===== Given records

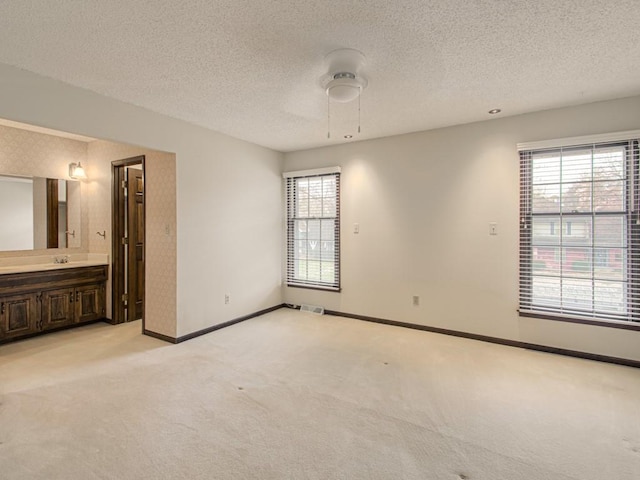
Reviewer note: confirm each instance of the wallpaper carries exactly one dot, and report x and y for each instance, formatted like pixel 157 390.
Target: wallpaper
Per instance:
pixel 160 247
pixel 29 153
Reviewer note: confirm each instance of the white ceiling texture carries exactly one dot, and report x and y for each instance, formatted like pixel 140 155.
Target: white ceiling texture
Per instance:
pixel 251 69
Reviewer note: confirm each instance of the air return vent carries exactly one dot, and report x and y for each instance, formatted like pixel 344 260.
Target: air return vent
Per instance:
pixel 312 308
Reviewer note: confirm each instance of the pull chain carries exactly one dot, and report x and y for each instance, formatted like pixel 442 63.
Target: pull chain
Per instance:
pixel 359 96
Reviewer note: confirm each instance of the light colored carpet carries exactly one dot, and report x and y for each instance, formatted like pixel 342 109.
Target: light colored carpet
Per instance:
pixel 291 395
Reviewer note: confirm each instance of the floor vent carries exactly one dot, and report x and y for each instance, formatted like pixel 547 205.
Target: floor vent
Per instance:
pixel 312 308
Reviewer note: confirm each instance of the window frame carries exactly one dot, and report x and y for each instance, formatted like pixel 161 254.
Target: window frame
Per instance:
pixel 631 218
pixel 291 182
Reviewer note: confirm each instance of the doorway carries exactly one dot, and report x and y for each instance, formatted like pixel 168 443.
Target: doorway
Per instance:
pixel 128 214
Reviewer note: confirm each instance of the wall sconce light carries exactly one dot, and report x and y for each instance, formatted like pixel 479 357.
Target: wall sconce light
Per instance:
pixel 76 171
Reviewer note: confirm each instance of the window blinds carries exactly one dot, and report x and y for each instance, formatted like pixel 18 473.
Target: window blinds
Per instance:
pixel 580 231
pixel 313 229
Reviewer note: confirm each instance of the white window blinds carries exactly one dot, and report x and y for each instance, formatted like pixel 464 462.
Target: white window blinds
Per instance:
pixel 580 231
pixel 313 229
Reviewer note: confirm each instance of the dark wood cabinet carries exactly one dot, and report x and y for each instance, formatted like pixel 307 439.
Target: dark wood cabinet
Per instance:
pixel 89 303
pixel 57 308
pixel 35 302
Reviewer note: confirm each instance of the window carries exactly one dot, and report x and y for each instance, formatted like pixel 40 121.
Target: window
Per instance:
pixel 589 268
pixel 313 228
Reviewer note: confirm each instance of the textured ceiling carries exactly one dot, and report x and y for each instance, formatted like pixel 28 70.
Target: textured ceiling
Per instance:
pixel 251 69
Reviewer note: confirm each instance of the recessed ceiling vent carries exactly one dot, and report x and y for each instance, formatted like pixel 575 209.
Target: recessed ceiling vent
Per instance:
pixel 344 81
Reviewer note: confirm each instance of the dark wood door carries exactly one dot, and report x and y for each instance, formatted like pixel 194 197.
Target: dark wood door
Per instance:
pixel 135 231
pixel 18 315
pixel 52 213
pixel 58 308
pixel 89 303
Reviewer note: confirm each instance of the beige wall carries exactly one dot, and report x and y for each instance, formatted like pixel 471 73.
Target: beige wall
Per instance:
pixel 424 202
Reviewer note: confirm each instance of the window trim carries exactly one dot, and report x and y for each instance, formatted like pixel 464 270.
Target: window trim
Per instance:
pixel 290 178
pixel 631 139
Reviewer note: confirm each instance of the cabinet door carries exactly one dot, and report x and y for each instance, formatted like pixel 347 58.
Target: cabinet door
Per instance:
pixel 57 308
pixel 90 304
pixel 18 315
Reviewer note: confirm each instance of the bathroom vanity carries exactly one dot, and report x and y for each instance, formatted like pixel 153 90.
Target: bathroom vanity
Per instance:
pixel 37 298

==========

-- Exercise description --
Without the pictures, copy the material exactly as given.

-- Written answer --
Reviewer note: confirm each instance of the wallpaper carries exactly one dot, and report x and y for each instance, formatted like pixel 157 390.
Target: wallpaper
Per instance:
pixel 160 247
pixel 29 153
Reviewer note: confirm each instance of the white ceiling texture carries exactly one dot, and report x and y for each instance, formatted like pixel 140 155.
Target: white ceiling texture
Per instance:
pixel 251 69
Reviewer note: confirm each instance of the air return vent carries exactly one dot, and report x and y for each instance, formatted like pixel 344 260.
Target: air return vent
Per instance:
pixel 312 308
Reviewer note: confirm each instance of the pull chain carries exactly one dot, and report x and y for each instance, formatted like pixel 442 63.
Target: pull chain
Per instance:
pixel 359 96
Reviewer note: confirm each instance of the light colored carpet carries exactly one dot, and report x and y for each instance, formatted like pixel 342 109.
Target: light colored carpet
Per instance:
pixel 291 395
Reviewer note: confirm each instance of the floor vent carries exactly one dot, and report x and y for each instance, formatted like pixel 547 205.
Target: floor vent
Per instance:
pixel 312 308
Reviewer note: confirm each instance of the window frame carries exactly one dot, and report x and y for each instance, formatted like pixel 161 254.
Target: window frame
Per instance:
pixel 631 218
pixel 291 182
Reviewer note: confirm each instance of the doorway carries exactly one dot, and report x and y for each instance, formatted like pixel 168 443.
Target: doorway
Per instance:
pixel 128 214
Reviewer note: confirm each instance of the wall sconce light carries exactly one dot, and report x and y for each instance, formatted like pixel 479 357.
Target: wall sconce light
Per instance:
pixel 76 171
Reviewer note: confirm each instance of the window blinds carries exactly one dot, and report x and y for each instance, formatted like pixel 18 473.
Target: window blinds
Per instance:
pixel 580 231
pixel 313 229
Reviewer note: confirm each instance of the white window blinds carries exactly one dot, and report x and y for each instance, formatted like pixel 464 462.
Target: white window blinds
Per instance:
pixel 580 231
pixel 313 229
Reviewer note: confirm each instance of the dark wood cabinet carries exactly one dot, and report x and y for each instance, formatted like pixel 307 439.
Target: dark wood cabinet
Per instance:
pixel 89 303
pixel 57 308
pixel 35 302
Reviewer note: confirm each instance of the window carries exactly one dot, and report x and y for each instance, formatted like pixel 40 121.
Target: window
Per instance:
pixel 589 268
pixel 313 228
Reviewer note: confirm each instance of the textured ceiling carries exactly one dot, and report x and y for each instance, formatted like pixel 28 70.
Target: textured ceiling
Per instance:
pixel 251 69
Reviewer note: confirm each instance of the recessed ceiling vent carries exactly one dot, and report x and y for each instance, formatted like pixel 575 209.
Target: recessed ceiling vent
Per instance:
pixel 344 81
Reviewer note: confirm each instance of the dark wood door carries exactly one dot, and report x and y for each instance, formatted like pixel 194 197.
Target: dark wood door
Per instance:
pixel 135 231
pixel 18 315
pixel 52 213
pixel 58 308
pixel 89 303
Reviewer note: confirm each instance of the beige wall carries exactly one dot, and report x and y for each instance, formatted like pixel 471 73.
Target: beige wall
Per instance:
pixel 424 202
Reviewer note: confirm each instance of the window trim carries exactly one dot, and report x and y for each instance, formatted like pixel 464 270.
Target: window trim
Per instance:
pixel 290 178
pixel 631 139
Reviewer note: confirm each instance of the cabinet door carries exactly one dot, and report x and y for each instance, formatted like pixel 347 58.
Target: cabinet door
Per instance:
pixel 57 308
pixel 90 304
pixel 18 315
Reviewer note: confirm each instance of the bathroom vanity carries exactly one dot, and report x and y for each instance, formatted like pixel 153 90.
Target: bathroom vanity
Per instance:
pixel 37 298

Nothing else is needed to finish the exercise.